» **ISTRUZIONI ESERCIZIO**
Aggiorna i record partendo dalla riga con "the green vegetation" e proseguendo fino alla riga con "<point>226,281</point>", estremi inclusi. Riportali sostituendo "dirt path" con "gravel path" e lasciando invariato tutto il resto.

» **DATI DI LAVORO**
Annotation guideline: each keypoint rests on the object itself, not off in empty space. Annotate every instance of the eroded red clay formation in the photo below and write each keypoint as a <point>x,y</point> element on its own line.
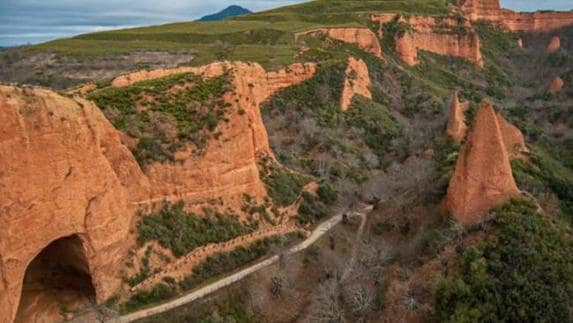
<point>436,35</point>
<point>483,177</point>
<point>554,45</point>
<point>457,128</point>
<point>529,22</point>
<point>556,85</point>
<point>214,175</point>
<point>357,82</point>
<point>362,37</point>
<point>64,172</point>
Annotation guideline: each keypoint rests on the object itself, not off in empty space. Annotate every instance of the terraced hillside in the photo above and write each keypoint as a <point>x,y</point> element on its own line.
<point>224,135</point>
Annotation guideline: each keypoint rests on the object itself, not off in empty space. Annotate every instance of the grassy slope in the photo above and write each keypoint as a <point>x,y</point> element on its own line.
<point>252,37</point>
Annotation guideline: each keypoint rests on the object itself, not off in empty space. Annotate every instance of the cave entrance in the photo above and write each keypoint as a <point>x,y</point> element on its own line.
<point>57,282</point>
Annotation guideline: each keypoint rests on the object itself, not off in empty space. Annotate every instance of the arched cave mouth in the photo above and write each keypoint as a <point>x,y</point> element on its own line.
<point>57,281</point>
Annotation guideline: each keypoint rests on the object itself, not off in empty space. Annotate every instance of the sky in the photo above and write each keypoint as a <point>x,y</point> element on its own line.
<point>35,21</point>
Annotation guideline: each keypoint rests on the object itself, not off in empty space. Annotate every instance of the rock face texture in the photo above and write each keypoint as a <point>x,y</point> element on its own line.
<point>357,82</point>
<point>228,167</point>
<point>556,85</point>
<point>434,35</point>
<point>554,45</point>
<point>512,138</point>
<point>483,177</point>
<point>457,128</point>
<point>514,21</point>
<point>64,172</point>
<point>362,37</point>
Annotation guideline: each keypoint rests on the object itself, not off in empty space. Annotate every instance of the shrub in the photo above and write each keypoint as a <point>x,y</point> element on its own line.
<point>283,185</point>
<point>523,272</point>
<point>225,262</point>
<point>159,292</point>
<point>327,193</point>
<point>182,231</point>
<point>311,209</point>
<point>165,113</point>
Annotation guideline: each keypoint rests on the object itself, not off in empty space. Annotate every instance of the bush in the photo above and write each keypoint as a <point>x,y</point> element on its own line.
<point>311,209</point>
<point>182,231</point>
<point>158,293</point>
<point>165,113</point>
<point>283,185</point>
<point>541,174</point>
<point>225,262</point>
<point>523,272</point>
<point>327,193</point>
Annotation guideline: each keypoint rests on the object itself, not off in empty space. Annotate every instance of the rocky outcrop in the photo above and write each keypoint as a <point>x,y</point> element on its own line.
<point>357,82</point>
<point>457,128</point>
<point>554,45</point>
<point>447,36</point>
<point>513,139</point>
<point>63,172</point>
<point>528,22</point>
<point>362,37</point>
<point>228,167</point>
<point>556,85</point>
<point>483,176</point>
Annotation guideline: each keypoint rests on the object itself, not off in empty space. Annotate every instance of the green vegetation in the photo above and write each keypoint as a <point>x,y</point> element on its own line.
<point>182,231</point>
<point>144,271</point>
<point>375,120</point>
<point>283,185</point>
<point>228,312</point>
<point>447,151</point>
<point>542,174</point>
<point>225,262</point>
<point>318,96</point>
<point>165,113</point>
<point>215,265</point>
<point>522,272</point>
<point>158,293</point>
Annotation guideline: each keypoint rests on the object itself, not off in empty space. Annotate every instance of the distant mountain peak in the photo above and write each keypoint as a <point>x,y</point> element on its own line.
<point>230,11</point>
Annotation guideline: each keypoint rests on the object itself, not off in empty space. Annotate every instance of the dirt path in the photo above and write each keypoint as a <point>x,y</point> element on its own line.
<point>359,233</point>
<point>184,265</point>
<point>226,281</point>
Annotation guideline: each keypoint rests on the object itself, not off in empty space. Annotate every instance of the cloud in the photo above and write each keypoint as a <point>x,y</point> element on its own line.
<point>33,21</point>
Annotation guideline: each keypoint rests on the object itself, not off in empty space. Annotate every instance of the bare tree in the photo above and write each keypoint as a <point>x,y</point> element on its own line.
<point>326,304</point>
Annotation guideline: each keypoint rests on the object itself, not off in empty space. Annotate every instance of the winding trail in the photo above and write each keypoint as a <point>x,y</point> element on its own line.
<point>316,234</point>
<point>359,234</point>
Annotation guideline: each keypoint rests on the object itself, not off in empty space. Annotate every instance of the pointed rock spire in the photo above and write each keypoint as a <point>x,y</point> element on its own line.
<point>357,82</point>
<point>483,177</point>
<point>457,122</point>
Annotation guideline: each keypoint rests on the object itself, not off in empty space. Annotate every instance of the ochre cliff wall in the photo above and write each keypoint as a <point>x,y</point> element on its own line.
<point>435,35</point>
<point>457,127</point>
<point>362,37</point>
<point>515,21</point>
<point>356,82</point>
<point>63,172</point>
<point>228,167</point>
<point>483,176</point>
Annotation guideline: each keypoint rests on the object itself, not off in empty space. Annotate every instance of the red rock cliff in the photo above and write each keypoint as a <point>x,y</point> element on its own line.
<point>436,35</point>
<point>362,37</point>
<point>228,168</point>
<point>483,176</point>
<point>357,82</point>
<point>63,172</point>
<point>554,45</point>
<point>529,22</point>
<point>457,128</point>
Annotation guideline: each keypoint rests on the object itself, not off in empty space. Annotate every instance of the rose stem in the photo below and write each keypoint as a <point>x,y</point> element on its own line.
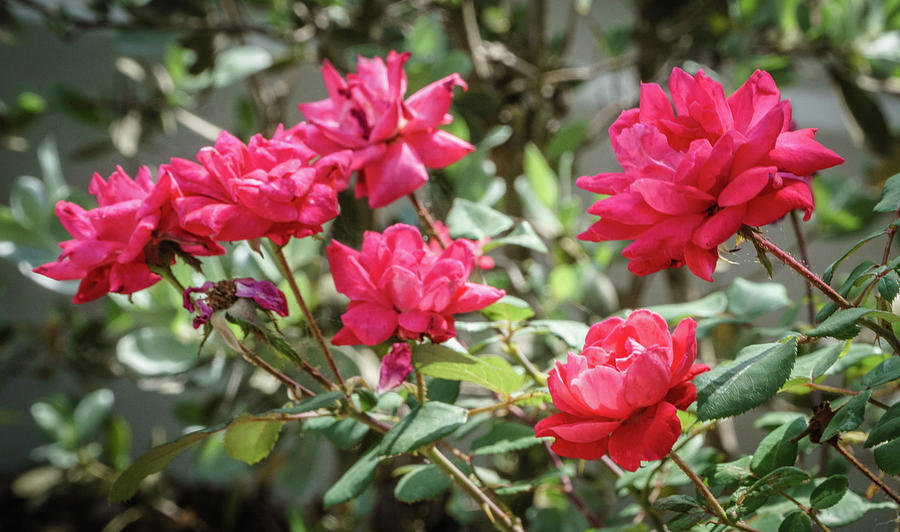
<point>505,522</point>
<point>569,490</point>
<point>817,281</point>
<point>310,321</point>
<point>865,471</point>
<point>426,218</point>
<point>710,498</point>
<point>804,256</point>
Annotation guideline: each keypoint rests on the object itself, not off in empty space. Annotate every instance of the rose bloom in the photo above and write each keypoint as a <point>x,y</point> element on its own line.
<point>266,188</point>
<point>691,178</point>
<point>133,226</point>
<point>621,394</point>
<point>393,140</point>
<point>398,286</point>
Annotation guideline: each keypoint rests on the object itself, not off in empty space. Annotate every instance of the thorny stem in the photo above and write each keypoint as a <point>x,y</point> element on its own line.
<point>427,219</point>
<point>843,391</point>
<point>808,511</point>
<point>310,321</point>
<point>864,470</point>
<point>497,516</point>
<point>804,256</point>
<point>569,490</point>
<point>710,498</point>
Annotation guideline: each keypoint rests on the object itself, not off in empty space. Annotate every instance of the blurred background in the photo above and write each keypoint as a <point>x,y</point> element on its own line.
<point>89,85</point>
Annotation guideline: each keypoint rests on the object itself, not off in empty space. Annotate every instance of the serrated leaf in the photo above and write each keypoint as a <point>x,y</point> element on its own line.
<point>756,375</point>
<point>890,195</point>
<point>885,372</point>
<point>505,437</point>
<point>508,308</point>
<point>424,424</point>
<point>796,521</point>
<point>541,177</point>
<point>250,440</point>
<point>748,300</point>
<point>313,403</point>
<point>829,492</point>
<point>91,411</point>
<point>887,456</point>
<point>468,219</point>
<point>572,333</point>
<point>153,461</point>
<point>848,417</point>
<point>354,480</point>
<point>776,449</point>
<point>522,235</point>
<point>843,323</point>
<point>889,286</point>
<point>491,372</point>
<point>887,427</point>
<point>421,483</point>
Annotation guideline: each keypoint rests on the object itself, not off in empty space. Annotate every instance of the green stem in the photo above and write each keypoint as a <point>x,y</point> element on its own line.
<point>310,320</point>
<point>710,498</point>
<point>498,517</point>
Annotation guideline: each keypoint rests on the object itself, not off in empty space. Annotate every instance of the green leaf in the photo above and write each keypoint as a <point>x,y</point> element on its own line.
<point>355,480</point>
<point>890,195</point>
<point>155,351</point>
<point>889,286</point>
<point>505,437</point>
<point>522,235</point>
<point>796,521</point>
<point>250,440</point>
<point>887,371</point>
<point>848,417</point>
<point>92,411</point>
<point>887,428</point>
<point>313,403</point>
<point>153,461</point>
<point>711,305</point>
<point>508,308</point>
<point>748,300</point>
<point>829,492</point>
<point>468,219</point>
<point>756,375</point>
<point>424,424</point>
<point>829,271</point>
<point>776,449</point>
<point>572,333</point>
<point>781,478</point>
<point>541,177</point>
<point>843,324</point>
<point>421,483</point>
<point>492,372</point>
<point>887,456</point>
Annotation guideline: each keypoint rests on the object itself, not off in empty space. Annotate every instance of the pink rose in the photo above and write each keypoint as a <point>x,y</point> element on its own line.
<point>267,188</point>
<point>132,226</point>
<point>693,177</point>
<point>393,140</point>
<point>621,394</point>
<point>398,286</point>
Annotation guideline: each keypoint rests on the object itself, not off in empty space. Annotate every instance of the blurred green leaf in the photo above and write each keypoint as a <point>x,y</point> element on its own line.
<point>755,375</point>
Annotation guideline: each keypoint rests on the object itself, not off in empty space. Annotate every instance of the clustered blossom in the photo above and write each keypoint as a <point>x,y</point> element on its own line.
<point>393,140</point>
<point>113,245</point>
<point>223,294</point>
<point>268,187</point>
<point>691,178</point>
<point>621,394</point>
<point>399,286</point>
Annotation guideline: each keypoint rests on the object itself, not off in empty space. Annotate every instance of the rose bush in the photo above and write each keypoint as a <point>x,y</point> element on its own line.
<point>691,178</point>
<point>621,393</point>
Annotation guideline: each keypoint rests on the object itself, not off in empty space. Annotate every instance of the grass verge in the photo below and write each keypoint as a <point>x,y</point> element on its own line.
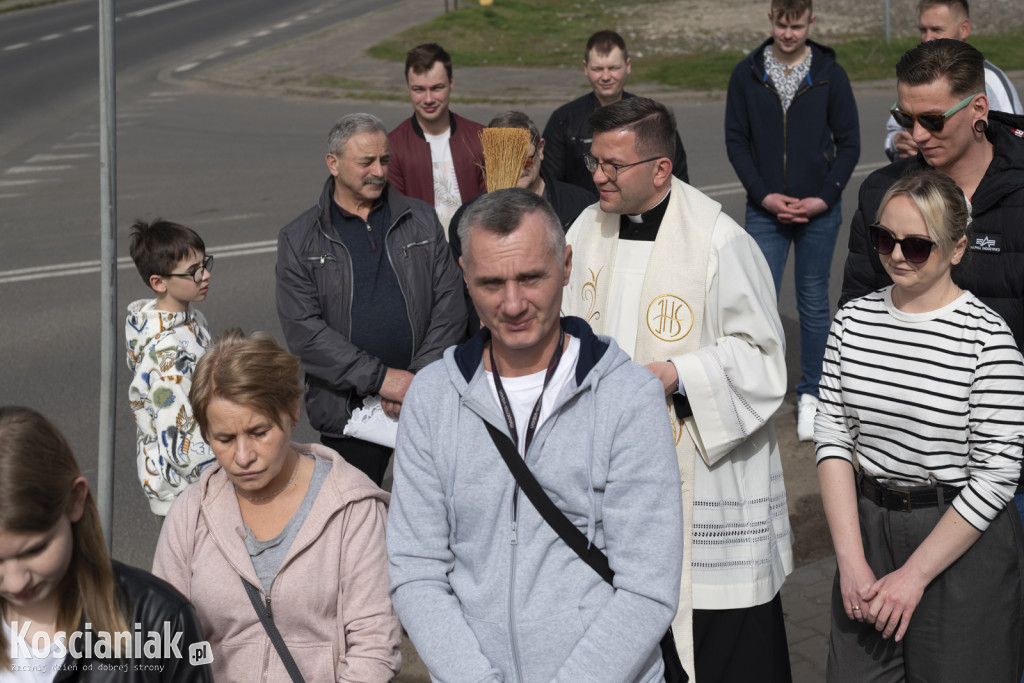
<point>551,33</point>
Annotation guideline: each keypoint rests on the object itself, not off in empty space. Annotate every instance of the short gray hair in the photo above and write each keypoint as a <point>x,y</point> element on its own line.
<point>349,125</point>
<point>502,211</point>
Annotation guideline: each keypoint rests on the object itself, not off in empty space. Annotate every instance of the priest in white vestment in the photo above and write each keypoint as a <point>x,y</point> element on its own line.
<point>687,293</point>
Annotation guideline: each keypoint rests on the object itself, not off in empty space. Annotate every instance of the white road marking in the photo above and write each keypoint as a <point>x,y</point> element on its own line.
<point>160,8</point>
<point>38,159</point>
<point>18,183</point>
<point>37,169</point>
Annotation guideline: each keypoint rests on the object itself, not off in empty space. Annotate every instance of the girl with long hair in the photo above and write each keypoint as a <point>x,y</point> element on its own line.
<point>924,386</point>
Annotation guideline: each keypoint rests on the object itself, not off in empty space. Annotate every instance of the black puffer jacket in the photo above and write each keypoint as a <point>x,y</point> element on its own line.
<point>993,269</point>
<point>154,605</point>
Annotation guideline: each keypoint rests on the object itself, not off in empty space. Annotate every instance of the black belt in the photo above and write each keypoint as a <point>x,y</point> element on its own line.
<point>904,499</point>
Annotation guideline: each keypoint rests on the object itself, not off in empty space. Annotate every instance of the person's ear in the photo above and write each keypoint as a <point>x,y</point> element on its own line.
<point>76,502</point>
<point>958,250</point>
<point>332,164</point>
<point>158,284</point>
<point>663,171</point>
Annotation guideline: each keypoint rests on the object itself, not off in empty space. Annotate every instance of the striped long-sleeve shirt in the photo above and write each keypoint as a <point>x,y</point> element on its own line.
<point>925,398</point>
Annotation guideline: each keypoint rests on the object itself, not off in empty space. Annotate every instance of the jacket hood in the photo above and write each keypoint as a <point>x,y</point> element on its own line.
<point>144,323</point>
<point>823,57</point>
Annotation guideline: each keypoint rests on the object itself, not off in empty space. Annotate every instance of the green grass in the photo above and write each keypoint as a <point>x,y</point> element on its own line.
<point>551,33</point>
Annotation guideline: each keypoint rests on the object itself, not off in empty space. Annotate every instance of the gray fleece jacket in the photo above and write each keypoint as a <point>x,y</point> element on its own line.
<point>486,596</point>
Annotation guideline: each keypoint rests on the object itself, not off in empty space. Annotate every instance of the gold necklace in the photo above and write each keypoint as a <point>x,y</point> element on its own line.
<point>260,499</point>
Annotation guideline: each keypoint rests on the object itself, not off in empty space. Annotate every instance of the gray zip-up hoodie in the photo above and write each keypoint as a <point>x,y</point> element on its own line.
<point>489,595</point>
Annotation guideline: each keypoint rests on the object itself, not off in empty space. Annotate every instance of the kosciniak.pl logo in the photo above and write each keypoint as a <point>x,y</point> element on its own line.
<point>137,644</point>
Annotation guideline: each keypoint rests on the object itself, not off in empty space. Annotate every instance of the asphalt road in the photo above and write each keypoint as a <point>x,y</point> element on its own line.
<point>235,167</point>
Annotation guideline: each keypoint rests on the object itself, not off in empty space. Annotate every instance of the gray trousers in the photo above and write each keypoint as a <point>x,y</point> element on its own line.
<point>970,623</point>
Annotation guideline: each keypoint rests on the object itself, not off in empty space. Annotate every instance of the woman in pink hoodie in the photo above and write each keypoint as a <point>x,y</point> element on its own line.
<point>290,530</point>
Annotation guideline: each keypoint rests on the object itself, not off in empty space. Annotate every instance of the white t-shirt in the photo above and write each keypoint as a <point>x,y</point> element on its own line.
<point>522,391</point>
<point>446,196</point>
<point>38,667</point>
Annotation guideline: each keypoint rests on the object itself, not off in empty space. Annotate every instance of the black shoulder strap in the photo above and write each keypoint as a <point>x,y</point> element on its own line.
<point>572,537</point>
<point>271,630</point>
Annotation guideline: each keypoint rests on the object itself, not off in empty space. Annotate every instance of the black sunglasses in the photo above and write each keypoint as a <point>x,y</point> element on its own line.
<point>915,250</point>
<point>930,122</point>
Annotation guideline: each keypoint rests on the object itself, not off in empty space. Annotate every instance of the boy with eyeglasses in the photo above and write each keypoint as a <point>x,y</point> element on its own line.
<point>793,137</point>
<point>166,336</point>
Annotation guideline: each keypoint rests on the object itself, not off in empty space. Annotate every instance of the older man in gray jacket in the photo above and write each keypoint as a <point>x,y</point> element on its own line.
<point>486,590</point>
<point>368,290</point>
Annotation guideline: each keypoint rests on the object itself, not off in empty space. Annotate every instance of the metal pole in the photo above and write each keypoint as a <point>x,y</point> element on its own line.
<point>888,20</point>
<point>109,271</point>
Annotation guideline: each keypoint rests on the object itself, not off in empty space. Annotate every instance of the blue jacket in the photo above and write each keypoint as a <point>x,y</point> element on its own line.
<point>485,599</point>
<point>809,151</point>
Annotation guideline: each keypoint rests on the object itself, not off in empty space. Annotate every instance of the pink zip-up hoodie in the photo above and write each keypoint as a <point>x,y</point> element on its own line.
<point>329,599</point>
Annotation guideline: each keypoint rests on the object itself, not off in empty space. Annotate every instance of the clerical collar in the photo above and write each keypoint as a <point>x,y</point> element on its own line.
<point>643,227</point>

» **RISULTATO ESERCIZIO**
Annotation guideline: each keypoint rests on the object itself, not off in empty space. Annotate every instance of the green vegetation in the photo above and write each keypoint as a <point>x,y</point> element on its own line.
<point>182,231</point>
<point>144,271</point>
<point>375,120</point>
<point>283,185</point>
<point>228,312</point>
<point>447,151</point>
<point>542,174</point>
<point>225,262</point>
<point>318,96</point>
<point>165,113</point>
<point>215,265</point>
<point>522,272</point>
<point>158,293</point>
Annotation guideline: each keypoint rests on the object itself, not off in empty space. Annotate every instance of the distant mountain peak in the photo above and write each keypoint as a <point>x,y</point> element on its own line.
<point>230,11</point>
Annotation guideline: each keypoint rests on the object itself, not off in empty space. Annotate every instance of the gravel path in the photo above and write each keypoint as a <point>x,y</point> element on its own line.
<point>359,233</point>
<point>184,265</point>
<point>226,281</point>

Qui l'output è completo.